— BEGIN Dataset rows —

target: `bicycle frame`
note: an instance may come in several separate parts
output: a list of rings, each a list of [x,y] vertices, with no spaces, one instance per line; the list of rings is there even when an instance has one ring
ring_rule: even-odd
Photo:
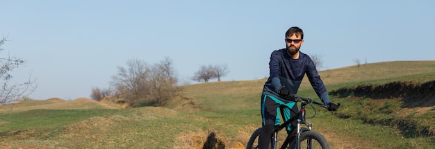
[[[305,105],[306,105],[308,103],[306,103],[306,102],[301,102],[301,107],[299,109],[299,112],[297,113],[297,116],[294,116],[291,118],[290,119],[285,121],[282,124],[277,126],[274,129],[273,129],[272,130],[273,134],[272,134],[272,148],[277,149],[278,132],[279,132],[281,130],[287,127],[287,125],[288,125],[291,122],[294,121],[297,121],[296,125],[295,126],[292,125],[291,131],[293,132],[294,130],[296,130],[296,133],[295,135],[293,135],[293,133],[290,133],[290,134],[288,134],[287,136],[287,138],[286,138],[284,143],[283,143],[282,146],[280,148],[281,149],[286,148],[286,146],[288,146],[288,144],[290,143],[290,141],[300,140],[300,134],[302,132],[311,130],[311,123],[306,122],[306,119],[305,119],[305,112],[306,112]],[[301,128],[301,123],[304,124],[305,125],[307,126],[307,128]],[[295,138],[293,139],[291,139],[293,136],[295,136]],[[299,149],[300,142],[296,141],[296,143],[297,143],[296,148]],[[309,143],[311,143],[311,142],[309,142]]]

— END Dataset rows —

▶ [Exercise brief]
Rewrite every line of the listing above with "separate" replaced by "distinct" and nothing else changed. Leave out the picture.

▶ [Output of the task]
target: `bicycle frame`
note: an instance may come in several distinct parts
output: a list of rings, each a list of [x,y] vertices, with no spaces, one instance per line; the list of rings is there even when an instance has one ring
ring_rule: even-odd
Photo:
[[[305,105],[306,105],[308,103],[306,103],[306,102],[301,102],[301,107],[299,109],[299,112],[297,113],[297,116],[294,116],[291,118],[290,119],[285,121],[282,124],[277,126],[274,129],[273,129],[272,130],[273,134],[272,134],[272,148],[277,149],[278,132],[279,132],[281,130],[287,127],[287,125],[288,125],[291,122],[294,121],[297,121],[296,125],[295,126],[292,125],[291,131],[293,132],[294,130],[296,130],[296,133],[295,135],[293,135],[293,133],[290,133],[290,134],[288,134],[287,136],[287,138],[286,138],[284,143],[283,143],[282,146],[280,148],[281,149],[286,148],[286,146],[288,146],[288,144],[290,143],[290,141],[300,140],[300,134],[302,132],[311,130],[311,123],[306,122],[306,119],[305,119],[305,112],[306,112]],[[301,128],[301,123],[304,124],[305,125],[307,126],[307,128]],[[295,138],[293,139],[291,139],[293,136],[295,136]],[[299,149],[300,142],[296,141],[296,143],[297,143],[296,148]],[[309,143],[311,143],[311,142],[309,142]]]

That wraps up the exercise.